**PROVIDED TEXT**.
-- -- --

Foodie

Sunday, December 28, 2008

Steamed Salted Spanish Mackeral



I love salted fish cooked this way especially if the flesh of the spanish mackeral is soft and powdery - the cantonese way to describe this texture is 'MUI HEONG". MUI - means can be torn easily - that is if it is a piece of cloth but for the fish - MUI means melts in the mouth. HEONG - Fragrant to those who have acquired a taste for it. Unfortunately, this salted fish bought in the Korean Store, is very different from the salted MUI HEONG from Malaysia. The flesh is not salty and it is firm. Anyway, it made a very good accompaniment to plain rice or congee.


Ingredients:
1 piece of salted spanish mackeral or any salted fish
2 tbsp of julienned ginger
5 tbsp oil

Method:
Place fish on a dish which can fit the rice cooker.
Put ginger slices on top of fish and pour oil over.
Place dish on top of the rice when no more big bubbles are visible.
Close the lid of rice cooker and let fish and rice to complete cooking.
When the rice is ready, the fish should be cooked too.

-- -- --

**GIVEN ENTRIES**.
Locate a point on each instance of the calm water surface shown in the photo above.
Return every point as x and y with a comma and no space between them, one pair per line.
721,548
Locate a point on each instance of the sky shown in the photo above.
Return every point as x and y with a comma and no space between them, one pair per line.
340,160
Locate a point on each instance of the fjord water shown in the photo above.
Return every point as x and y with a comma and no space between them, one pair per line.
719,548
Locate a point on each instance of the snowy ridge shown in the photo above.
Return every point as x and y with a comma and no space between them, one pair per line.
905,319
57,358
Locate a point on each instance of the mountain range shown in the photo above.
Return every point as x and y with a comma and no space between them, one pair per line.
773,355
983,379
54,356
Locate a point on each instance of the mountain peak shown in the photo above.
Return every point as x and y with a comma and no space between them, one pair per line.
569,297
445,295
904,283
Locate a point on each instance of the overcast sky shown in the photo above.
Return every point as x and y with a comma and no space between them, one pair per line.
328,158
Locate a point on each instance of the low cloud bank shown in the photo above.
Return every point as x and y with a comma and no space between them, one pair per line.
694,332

-- -- --

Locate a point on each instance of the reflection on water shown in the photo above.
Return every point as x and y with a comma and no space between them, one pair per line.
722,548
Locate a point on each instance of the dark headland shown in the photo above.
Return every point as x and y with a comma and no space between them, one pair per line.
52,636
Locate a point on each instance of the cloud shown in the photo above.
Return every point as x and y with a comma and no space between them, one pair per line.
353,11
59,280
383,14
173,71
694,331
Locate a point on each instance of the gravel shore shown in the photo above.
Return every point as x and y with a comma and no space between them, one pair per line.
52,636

-- -- --

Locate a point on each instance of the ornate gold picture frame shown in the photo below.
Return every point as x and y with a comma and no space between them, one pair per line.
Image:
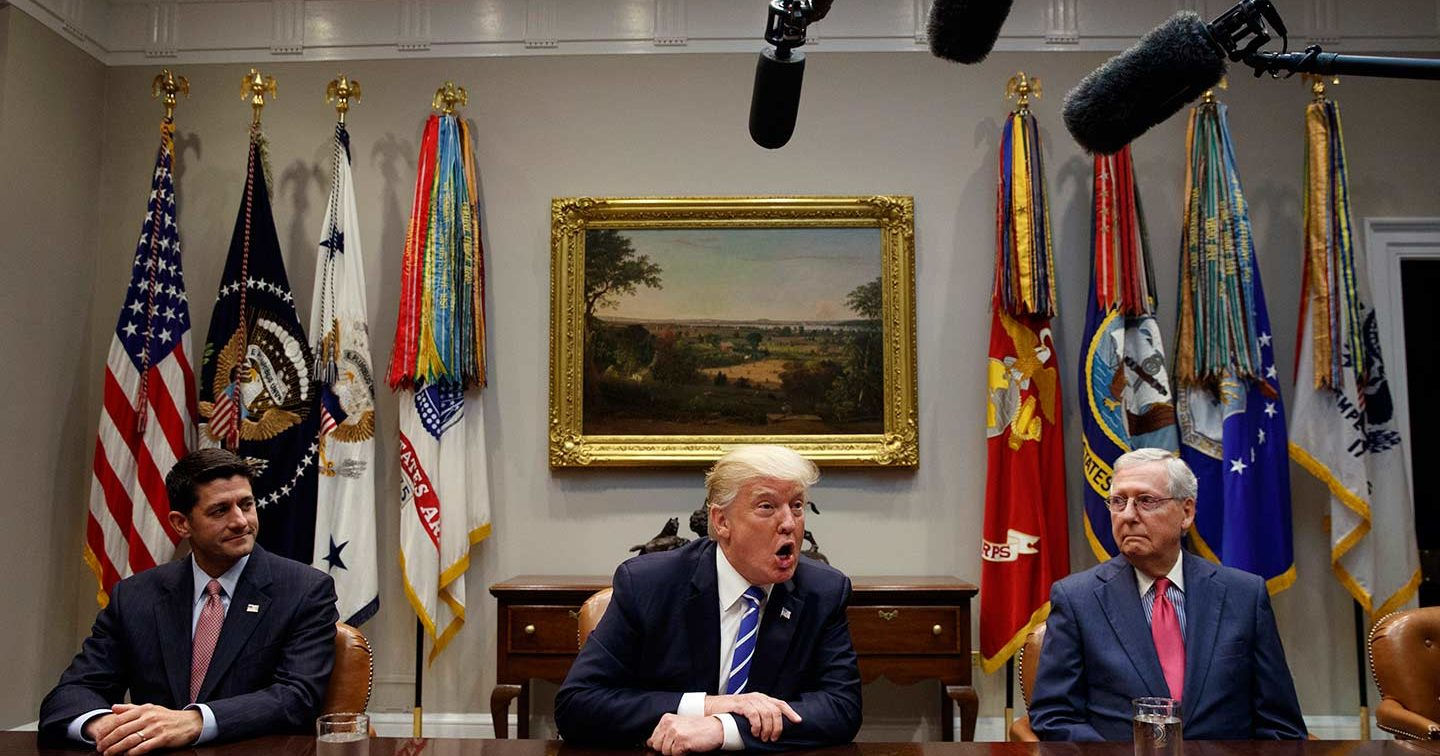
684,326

-- -- --

Answer these about the salted fish recipe:
1. Where was the salted fish bought?
2. How much oil do the ingredients call for?
3. At what point is the dish placed on top of the rice?

1. In the Korean Store.
2. 5 tbsp.
3. When no more big bubbles are visible.